_GIVEN TEXT_
The city most noticeable by its absence is Hull, which suffered more devastation per square mile than any other city in Britain, and this week local historians accused the BBC of putting celebrity before historical accuracy and ignoring the suffering of the nation’s most bomb-damaged city. Dr Robb Robinson, a historian at Hull University, was quoted as saying: “The city’s suffering is often forgotten. It is symptomatic of the approach the BBC in London has to the regions. It also seems to be confusing history with celebrity.” The bombing of Hull resulted in the deaths of 1,200 people with 95 per cent of the city’s housing damaged and 152,000 people left homeless. At the time the devastation of Hull, as with that of other cities, was classified so as to avoid giving succour to the enemy, with the full story only emerging in the 1970s.

If Hull had a large enough celebrity then it might well have been picked as a BBC spokesperson appears to suggest: “To mark the anniversary of the Blitz the series sends famous faces around – and above – their home city to meet people who lived through the bombing. As such, cities were chosen because of the celebrities association with them… Although focusing on these particular cities, however, we hope the series as a whole does reflect the country’s experience during these years.”

The frustration felt by the residents of Hull is understandable as they believe the focus appears to have been on the availability of the celebrity, rather than the suitability of the city. The absence of Scotland from the series is also bound to upset “viewers in Scotland”, especially at a time when the BBC is anxious to bind up the wounds following last year’s referendum. Scotland had a suitable celebrity in the form of Kevin Bridges, a hugely popular comedian who is favourably compared to Billy Connolly and one whose home town of Clydebank suffered two devastating bombing raids over consecutive nights in March 1941.

I would have liked to have seen Kevin Bridges, who has a warm and engaging manner perfect for TV presentation, educate a new generation of viewers on the horrors of the Clydebank Blitz.

As the town, just outside Glasgow, was home to both John Brown’s shipyard and the Beardsmore Diesel works, it was a prime target for the Luftwaffe bombers who wanted to disrupt Allied shipping. On the evenings of 13 and 14 March 1941, hundreds of German bombers filled the night sky and began dropping thousands of high explosive and incendiary bombs.

_TASK LIST_
1. Rewrite the passage on the Blitz series from "I would have" through "the Clydebank Blitz.", swapping "horrors" for "terrors".
2. Please carry on the passage on the Blitz series from the point where it stops.

_PROVIDED INFORMATION_
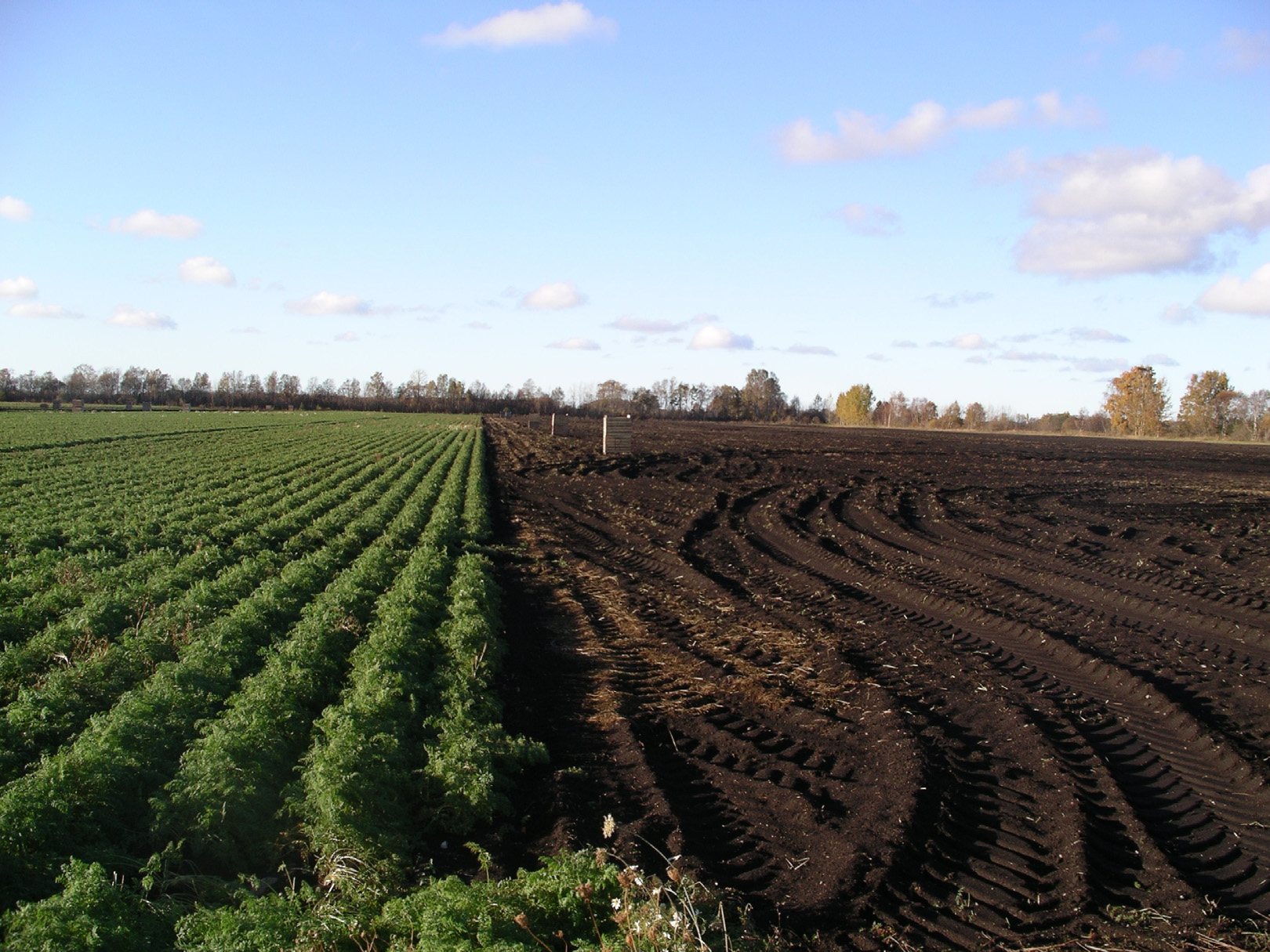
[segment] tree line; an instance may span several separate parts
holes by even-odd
--
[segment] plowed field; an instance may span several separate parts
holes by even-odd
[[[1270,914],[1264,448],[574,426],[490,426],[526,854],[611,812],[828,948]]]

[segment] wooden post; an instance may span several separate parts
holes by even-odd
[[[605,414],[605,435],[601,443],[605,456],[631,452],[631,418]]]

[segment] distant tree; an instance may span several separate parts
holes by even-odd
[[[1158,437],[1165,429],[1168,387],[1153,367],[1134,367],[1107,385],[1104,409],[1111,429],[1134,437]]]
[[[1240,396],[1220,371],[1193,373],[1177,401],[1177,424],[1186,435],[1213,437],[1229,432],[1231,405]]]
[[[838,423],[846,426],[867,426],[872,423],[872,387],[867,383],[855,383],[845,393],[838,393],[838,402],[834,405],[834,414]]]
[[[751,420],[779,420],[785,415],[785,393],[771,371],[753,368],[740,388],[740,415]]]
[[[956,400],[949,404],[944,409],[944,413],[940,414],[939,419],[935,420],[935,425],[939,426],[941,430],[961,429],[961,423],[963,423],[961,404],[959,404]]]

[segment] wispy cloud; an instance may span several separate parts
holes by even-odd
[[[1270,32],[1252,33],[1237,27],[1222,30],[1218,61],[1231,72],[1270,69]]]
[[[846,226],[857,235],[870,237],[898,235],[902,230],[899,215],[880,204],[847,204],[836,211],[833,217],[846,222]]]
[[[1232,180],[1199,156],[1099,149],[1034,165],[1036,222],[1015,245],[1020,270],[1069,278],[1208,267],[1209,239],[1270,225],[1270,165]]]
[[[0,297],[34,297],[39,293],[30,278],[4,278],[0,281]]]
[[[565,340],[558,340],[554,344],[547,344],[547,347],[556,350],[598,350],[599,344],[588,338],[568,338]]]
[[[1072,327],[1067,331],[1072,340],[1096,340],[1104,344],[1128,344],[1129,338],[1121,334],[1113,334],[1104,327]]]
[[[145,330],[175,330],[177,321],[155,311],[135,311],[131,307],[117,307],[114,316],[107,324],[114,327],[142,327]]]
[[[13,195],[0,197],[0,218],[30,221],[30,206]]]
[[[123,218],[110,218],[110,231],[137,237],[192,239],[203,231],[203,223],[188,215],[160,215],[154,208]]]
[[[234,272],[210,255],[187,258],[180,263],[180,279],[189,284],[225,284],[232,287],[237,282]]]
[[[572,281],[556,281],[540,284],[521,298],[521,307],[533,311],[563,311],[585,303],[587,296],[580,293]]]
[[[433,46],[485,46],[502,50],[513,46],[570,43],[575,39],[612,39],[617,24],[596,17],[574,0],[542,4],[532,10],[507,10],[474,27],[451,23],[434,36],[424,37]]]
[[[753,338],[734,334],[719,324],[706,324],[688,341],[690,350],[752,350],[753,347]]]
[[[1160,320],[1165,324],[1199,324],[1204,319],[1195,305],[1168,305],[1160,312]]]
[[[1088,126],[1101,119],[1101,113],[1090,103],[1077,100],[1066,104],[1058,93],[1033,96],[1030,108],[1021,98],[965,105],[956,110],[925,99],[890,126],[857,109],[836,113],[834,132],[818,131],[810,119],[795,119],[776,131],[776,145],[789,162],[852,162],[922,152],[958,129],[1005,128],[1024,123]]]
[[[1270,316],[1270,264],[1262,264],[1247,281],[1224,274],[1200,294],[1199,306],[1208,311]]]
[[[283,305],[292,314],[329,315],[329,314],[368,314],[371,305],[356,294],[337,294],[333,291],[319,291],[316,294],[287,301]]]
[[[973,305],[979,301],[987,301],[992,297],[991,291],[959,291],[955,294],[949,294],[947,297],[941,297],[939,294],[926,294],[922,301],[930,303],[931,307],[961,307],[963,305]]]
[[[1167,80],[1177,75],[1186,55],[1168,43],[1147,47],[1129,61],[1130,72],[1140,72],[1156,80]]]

_TASK-BY-TASK RESULTS_
1.
I would have liked to have seen Kevin Bridges, who has a warm and engaging manner perfect for TV presentation, educate a new generation of viewers on the terrors of the Clydebank Blitz.

2.
As one eye witness recalled: “I heard the siren and we ran from the hospital to get to the shelter. It was like daylight. They were dropping flares. I couldn’t believe it. They were so low I could see the crosses on their wings. And the noise. I’ve never seen so many aeroplanes. They passed overhead and within minutes we could see the red glow above Clydebank.”

Over those two terrible nights 528 men, women and children were killed with 700 injured and tens of thousands left homeless in what Les Taylor, in his book Luftwaffe Over Scotland, described as “the most cataclysmic event” in Scotland during the Second World War. Nearly every home in the town was either damaged or destroyed, a giant bomb crater 30 feet wide and 20 feet deep damaged the water supply severely hampering the overwhelmed fire brigade. The memory of one witness captures the horror: “I saw a little girl standing at an upstairs window. She was about seven years of age. The house was blazing. I had been doing things, helping. There was no way I could get to her. The room caved in and she disappeared. Seeing that changed my life.”

Four years ago the events of the Clydebank Blitz were rescued from the fog of war by the diligent research and eloquent writing of John McLeod, who published the most moving and detailed account of the bombing in his book River of Fire. Yet very few books, even best-sellers, can attract and inform as many people as a television documentary, especially one fronted by a popular celebrity who, despite the mutterings of historians, can fulfil an important service and act as a human search-light guiding the unfamiliar to a sad and bloody moment in contemporary Scottish history.